GOAL OF THE EXERCISE. Each line of the data that mentions the string "person" needs to be identified and copied.

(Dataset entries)
——
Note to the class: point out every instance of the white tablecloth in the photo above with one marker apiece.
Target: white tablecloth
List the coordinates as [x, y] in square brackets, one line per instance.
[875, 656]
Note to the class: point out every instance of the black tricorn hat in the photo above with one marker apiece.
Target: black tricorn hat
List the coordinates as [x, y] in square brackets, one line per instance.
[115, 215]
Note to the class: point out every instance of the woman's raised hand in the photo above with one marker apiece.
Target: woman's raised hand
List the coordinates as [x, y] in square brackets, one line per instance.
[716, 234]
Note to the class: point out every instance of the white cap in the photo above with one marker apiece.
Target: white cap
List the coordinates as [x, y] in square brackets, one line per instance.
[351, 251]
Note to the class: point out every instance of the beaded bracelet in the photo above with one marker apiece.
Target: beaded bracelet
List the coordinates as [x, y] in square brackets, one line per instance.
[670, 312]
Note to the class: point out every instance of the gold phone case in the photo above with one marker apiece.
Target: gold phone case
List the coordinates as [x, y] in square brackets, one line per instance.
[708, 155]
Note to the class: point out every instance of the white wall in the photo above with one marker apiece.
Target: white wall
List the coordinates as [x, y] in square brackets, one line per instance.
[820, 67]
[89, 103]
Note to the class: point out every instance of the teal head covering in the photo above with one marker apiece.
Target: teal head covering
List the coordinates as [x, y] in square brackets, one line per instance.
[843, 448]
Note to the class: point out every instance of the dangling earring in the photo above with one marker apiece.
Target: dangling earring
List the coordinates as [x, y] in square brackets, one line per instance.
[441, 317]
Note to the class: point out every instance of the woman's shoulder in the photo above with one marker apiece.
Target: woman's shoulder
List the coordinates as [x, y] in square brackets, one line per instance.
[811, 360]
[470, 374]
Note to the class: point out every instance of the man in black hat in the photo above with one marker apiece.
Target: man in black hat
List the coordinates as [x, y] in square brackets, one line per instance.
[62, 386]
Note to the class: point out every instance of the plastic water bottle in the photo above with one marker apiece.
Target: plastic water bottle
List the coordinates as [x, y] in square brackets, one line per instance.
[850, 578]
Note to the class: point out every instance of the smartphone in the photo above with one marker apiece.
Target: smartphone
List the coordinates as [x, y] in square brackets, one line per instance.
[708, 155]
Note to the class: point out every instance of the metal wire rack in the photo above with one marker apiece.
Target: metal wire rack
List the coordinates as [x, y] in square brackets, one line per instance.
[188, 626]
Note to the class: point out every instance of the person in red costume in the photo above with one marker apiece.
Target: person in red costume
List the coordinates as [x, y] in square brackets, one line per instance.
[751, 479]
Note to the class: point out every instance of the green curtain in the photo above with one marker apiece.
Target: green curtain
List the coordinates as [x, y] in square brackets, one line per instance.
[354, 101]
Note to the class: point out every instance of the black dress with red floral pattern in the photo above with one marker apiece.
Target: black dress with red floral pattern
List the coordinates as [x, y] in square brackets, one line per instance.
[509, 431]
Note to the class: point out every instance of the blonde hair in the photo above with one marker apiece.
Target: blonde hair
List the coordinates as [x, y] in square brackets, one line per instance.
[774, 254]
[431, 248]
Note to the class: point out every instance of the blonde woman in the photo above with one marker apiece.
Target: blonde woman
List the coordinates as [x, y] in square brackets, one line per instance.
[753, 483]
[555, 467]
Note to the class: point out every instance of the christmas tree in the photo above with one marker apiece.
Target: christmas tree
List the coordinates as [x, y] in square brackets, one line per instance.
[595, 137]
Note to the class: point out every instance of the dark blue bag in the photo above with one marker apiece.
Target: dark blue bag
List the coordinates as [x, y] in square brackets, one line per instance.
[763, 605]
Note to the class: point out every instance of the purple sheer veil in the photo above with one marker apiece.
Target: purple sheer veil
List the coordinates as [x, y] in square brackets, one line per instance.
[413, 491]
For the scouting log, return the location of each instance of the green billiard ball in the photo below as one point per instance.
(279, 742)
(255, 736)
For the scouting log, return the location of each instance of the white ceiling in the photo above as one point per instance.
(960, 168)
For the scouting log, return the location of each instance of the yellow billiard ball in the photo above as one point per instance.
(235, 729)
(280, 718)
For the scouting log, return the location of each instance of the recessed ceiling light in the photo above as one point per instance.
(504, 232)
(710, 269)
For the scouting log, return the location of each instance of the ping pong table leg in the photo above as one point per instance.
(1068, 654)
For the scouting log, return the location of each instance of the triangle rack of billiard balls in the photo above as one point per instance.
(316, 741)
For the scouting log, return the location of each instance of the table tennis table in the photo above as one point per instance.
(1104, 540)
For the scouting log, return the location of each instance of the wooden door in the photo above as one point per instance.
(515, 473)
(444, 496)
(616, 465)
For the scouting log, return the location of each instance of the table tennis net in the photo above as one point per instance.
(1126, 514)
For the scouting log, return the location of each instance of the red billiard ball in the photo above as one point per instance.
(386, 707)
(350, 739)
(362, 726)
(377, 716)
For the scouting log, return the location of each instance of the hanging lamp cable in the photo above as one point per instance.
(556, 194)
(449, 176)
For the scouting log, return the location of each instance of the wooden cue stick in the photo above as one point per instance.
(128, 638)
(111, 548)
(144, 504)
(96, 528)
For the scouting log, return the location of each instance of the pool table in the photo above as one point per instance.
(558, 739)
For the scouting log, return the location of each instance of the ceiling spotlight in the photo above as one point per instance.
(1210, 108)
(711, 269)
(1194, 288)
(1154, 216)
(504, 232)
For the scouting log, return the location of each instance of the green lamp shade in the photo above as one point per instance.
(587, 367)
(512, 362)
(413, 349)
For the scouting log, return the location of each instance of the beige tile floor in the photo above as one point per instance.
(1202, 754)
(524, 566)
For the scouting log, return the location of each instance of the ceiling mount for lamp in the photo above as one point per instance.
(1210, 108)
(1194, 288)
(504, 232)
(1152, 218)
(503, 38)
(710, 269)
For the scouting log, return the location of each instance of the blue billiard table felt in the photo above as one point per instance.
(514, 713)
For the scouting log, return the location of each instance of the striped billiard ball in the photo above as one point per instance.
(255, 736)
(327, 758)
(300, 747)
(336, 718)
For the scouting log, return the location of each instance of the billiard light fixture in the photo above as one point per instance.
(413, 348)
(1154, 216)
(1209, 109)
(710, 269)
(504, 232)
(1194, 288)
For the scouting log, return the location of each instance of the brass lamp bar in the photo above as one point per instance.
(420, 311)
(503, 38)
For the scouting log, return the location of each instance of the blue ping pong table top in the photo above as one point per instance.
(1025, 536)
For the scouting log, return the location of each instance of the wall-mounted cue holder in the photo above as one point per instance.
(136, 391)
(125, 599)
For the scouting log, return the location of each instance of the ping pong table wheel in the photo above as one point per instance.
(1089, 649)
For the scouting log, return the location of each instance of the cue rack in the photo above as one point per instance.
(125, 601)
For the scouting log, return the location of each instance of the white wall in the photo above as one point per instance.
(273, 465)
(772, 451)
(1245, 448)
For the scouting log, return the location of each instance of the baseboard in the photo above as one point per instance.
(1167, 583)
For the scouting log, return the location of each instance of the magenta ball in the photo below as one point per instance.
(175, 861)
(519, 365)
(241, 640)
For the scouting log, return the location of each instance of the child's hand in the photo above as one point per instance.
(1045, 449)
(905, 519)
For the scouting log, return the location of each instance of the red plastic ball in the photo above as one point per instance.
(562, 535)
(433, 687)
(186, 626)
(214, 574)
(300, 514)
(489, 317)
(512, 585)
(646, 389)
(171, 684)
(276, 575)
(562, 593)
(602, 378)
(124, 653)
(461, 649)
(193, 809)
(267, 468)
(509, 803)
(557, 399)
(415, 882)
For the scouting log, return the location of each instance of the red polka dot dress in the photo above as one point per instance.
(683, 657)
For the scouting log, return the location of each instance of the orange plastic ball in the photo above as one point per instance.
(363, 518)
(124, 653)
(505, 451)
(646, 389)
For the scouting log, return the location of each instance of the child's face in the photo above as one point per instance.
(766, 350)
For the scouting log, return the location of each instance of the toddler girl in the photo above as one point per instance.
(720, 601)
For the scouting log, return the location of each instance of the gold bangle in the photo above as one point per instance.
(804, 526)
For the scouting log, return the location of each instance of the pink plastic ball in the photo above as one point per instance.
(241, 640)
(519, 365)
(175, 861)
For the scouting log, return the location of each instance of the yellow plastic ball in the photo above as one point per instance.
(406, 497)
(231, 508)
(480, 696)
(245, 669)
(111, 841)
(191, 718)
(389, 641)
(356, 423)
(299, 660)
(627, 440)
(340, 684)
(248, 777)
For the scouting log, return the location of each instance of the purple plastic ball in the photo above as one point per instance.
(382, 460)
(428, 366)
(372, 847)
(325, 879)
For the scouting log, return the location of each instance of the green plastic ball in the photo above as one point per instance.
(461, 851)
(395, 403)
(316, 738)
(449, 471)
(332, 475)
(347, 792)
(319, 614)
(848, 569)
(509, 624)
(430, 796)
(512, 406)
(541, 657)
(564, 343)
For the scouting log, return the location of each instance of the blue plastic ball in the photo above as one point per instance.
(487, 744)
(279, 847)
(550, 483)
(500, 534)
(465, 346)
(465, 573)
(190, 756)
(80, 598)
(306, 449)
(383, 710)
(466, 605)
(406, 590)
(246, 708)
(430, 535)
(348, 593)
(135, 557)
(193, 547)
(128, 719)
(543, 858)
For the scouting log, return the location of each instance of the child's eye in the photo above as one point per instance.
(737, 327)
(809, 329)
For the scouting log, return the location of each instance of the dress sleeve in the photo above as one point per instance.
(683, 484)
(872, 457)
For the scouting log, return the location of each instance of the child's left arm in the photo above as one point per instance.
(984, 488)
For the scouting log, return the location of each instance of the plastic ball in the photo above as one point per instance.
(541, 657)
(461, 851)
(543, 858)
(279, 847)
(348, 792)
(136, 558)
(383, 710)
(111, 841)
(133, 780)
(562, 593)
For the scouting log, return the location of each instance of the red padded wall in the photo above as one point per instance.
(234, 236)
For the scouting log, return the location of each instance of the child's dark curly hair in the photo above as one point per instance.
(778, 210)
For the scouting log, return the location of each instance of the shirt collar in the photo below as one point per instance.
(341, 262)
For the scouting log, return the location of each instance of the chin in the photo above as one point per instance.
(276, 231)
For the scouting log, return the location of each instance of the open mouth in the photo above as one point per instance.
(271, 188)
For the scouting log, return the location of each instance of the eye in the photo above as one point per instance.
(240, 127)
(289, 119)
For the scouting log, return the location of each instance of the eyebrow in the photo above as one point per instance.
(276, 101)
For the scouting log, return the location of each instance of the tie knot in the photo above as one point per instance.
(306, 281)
——
ANSWER BOX.
Note to the class: point out every instance of the person in red costume in the photo above with one marker apiece.
Target: person in red costume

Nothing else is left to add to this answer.